Segmentation mask data:
[Start of Attachment]
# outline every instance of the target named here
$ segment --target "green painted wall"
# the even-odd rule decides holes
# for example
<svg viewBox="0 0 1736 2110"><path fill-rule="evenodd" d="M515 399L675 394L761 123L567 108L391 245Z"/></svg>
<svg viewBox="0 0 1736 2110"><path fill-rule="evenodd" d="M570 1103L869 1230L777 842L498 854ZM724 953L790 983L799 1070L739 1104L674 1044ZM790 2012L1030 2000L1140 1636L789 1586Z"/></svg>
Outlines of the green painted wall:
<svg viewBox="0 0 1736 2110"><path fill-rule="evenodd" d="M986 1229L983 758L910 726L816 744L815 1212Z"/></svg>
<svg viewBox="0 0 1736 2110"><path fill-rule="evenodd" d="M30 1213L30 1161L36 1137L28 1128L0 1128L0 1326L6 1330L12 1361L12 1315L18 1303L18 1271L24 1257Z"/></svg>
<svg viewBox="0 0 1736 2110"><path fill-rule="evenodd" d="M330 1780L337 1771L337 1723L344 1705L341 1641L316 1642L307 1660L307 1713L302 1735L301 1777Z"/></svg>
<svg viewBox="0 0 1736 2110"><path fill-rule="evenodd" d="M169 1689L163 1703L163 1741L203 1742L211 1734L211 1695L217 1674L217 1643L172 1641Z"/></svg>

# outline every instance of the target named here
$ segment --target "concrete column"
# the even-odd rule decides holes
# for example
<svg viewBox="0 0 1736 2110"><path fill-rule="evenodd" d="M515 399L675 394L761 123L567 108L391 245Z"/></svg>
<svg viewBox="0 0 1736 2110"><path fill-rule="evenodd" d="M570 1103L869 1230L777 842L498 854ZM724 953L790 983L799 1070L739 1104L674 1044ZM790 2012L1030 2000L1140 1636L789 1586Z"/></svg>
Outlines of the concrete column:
[End of Attachment]
Output the records in full. Keep every character as it is.

* [Solution for this task]
# outline every instance of the target named here
$ segment --target "green painted wall"
# the even-odd rule decides holes
# for example
<svg viewBox="0 0 1736 2110"><path fill-rule="evenodd" d="M515 399L675 394L761 123L567 108L391 245Z"/></svg>
<svg viewBox="0 0 1736 2110"><path fill-rule="evenodd" d="M570 1103L869 1230L777 842L498 854ZM724 953L790 983L799 1070L739 1104L674 1044ZM790 2012L1030 2000L1140 1636L789 1586Z"/></svg>
Outlines of the green painted wall:
<svg viewBox="0 0 1736 2110"><path fill-rule="evenodd" d="M986 1229L983 758L910 726L816 744L815 1212Z"/></svg>
<svg viewBox="0 0 1736 2110"><path fill-rule="evenodd" d="M30 1213L30 1161L36 1137L28 1128L0 1128L0 1326L6 1330L12 1361L12 1315L18 1303L18 1271L24 1257Z"/></svg>
<svg viewBox="0 0 1736 2110"><path fill-rule="evenodd" d="M330 1780L337 1771L337 1723L344 1705L341 1641L316 1642L307 1660L307 1713L302 1735L301 1777Z"/></svg>
<svg viewBox="0 0 1736 2110"><path fill-rule="evenodd" d="M169 1689L163 1703L163 1741L203 1742L211 1734L211 1695L217 1674L217 1643L172 1641Z"/></svg>

# outline every instance of the target named here
$ segment --target "concrete column"
# the even-odd rule decides holes
# for example
<svg viewBox="0 0 1736 2110"><path fill-rule="evenodd" d="M515 399L675 394L761 123L567 108L391 245Z"/></svg>
<svg viewBox="0 0 1736 2110"><path fill-rule="evenodd" d="M570 1103L869 1230L777 842L498 854ZM724 953L790 983L799 1070L739 1104L674 1044ZM790 2012L1030 2000L1140 1636L789 1586Z"/></svg>
Outlines of the concrete column:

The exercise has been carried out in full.